<<<<
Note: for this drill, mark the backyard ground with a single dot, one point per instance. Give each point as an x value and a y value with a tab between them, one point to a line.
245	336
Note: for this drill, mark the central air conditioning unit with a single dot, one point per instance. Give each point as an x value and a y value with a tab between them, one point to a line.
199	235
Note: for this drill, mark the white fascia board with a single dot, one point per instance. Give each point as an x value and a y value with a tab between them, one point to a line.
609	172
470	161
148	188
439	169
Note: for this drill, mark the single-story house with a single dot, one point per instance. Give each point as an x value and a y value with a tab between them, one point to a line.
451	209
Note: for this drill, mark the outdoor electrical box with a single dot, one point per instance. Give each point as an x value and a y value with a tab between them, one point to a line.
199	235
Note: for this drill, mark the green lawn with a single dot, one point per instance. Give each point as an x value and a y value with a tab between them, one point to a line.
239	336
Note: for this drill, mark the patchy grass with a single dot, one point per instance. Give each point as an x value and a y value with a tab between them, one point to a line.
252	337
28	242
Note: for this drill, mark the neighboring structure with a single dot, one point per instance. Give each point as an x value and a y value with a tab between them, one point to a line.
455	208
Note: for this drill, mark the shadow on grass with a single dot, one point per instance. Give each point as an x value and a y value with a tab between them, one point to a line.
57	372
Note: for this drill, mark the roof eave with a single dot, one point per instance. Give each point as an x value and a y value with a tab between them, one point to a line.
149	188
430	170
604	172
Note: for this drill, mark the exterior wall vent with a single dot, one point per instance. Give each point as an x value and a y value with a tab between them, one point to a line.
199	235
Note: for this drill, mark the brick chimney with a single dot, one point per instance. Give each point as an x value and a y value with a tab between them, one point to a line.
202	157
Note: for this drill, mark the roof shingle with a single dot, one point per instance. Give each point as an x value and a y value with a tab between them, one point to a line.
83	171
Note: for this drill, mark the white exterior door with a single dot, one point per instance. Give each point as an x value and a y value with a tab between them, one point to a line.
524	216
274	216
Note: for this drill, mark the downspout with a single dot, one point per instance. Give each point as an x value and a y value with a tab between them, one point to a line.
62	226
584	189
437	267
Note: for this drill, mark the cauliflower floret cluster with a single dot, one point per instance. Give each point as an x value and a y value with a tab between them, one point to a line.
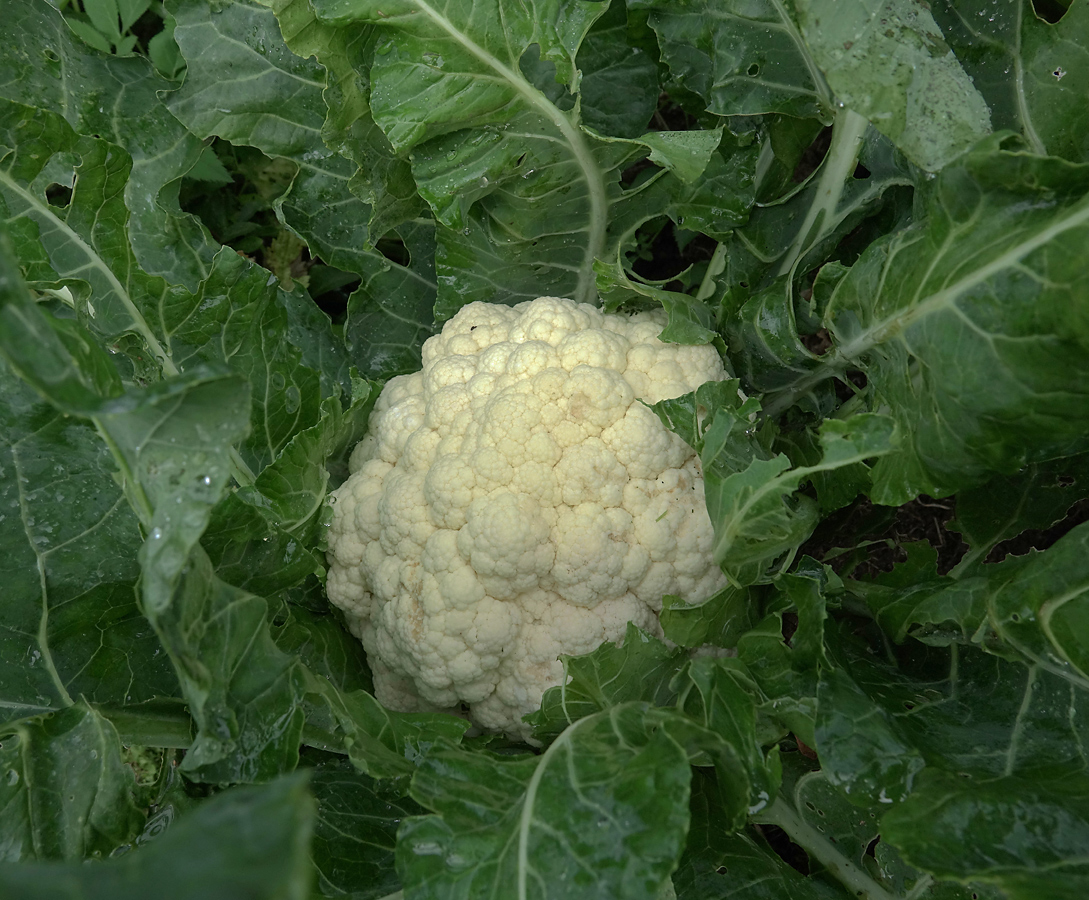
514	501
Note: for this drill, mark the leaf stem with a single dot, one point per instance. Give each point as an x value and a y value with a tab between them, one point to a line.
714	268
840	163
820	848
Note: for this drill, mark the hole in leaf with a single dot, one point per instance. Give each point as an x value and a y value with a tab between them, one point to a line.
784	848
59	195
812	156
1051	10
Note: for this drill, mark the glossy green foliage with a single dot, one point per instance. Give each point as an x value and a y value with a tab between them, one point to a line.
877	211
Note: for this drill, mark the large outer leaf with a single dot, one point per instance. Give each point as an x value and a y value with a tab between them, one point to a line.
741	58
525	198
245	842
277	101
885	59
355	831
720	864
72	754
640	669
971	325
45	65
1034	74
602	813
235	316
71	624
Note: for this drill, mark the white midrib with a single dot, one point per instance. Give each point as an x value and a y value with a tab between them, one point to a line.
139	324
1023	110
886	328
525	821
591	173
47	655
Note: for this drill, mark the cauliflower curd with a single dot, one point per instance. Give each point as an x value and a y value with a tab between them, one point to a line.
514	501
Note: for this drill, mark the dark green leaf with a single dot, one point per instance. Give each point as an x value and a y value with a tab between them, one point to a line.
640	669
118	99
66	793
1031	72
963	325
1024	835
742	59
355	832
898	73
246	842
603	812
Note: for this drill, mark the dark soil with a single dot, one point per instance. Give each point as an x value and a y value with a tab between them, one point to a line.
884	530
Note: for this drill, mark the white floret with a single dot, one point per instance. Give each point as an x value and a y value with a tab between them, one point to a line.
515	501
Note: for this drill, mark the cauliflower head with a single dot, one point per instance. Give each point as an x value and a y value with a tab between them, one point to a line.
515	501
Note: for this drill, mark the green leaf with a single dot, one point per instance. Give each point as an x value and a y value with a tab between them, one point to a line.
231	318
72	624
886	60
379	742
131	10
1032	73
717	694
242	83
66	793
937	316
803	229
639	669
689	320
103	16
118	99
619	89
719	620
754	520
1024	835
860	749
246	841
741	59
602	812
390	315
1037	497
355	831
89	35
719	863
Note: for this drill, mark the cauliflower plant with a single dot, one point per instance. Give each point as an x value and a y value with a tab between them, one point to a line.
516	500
>>>>
<<<<
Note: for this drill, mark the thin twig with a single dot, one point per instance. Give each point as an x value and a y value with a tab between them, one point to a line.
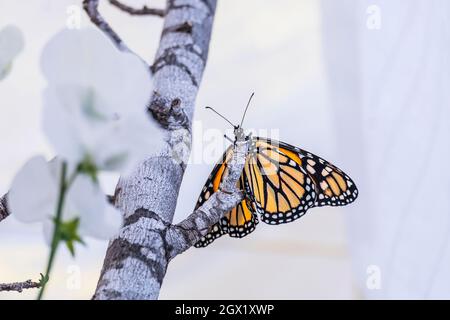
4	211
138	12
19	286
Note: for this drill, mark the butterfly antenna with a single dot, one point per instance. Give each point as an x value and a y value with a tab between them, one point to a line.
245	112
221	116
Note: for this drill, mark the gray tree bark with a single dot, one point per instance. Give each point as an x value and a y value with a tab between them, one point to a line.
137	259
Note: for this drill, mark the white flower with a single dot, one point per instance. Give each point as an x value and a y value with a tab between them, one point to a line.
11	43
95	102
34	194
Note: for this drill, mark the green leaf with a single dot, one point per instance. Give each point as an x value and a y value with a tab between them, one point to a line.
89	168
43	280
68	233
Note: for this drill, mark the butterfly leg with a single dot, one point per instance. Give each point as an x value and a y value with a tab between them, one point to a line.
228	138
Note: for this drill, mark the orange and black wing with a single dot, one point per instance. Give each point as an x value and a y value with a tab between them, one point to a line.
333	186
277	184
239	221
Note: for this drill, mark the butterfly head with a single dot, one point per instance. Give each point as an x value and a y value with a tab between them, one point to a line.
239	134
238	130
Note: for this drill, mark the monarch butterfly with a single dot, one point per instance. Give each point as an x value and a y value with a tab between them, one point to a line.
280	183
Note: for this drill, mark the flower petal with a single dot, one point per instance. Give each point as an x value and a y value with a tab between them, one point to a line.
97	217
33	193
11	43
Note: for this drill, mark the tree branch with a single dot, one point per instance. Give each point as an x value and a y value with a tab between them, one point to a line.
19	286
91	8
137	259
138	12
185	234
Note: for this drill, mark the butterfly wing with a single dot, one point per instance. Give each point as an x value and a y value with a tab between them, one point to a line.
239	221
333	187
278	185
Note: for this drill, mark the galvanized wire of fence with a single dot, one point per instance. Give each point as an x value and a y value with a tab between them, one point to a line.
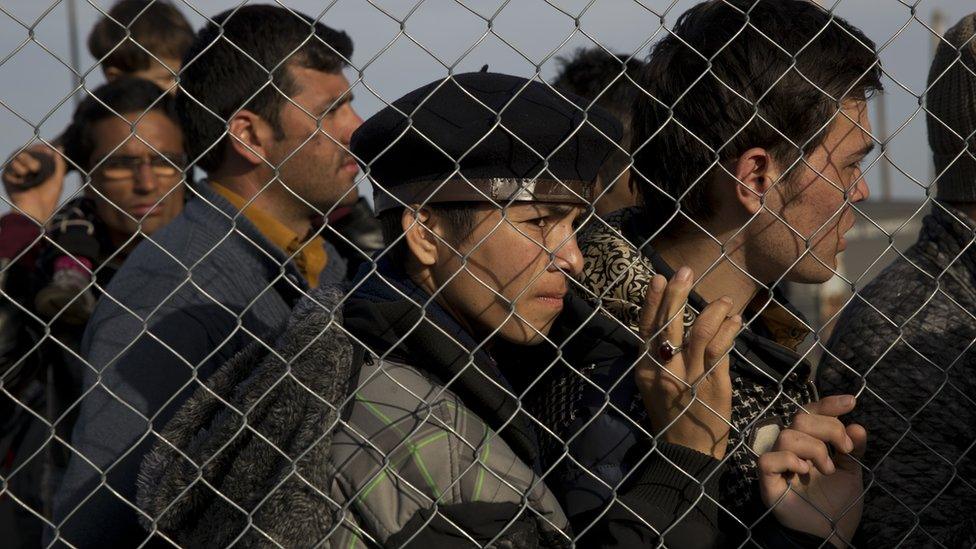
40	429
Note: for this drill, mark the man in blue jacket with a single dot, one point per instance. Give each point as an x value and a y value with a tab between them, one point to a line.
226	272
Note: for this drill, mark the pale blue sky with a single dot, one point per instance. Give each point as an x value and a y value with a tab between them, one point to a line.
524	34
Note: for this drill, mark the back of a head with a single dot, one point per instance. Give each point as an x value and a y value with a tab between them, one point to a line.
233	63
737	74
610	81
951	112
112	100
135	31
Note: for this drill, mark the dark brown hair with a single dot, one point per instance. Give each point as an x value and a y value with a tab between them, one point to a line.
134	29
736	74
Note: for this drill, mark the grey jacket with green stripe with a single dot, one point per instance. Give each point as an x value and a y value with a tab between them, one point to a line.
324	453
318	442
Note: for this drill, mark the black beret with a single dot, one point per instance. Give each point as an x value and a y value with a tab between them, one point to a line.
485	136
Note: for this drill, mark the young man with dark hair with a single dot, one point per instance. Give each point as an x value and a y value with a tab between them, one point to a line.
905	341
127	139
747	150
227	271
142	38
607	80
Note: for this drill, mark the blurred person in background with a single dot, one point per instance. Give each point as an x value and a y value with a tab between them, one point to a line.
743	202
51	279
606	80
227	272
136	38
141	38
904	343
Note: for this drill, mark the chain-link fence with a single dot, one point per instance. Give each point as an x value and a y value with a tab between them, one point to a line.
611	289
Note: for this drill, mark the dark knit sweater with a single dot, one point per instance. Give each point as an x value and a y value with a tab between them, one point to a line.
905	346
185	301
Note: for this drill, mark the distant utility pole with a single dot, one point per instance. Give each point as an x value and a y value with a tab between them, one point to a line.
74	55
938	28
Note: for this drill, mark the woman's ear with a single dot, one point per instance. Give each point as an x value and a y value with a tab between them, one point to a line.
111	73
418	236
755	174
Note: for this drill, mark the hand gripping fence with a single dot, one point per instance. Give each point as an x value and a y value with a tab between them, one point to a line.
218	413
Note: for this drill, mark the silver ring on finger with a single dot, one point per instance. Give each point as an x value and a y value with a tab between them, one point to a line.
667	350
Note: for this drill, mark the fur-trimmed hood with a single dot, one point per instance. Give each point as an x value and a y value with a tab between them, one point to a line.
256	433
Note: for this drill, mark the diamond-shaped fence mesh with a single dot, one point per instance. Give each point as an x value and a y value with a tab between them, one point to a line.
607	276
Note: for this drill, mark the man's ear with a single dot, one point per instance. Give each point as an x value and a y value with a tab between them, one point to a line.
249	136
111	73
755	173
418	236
>>>>
Given task
Show each line above that contains the word "lawn", copying every such line in full.

Completed exercise
Note: for this drill, mark the green lawn with a single dot, one point per instance. Give each point as an x value and a y value with a tab between them, one point to a line.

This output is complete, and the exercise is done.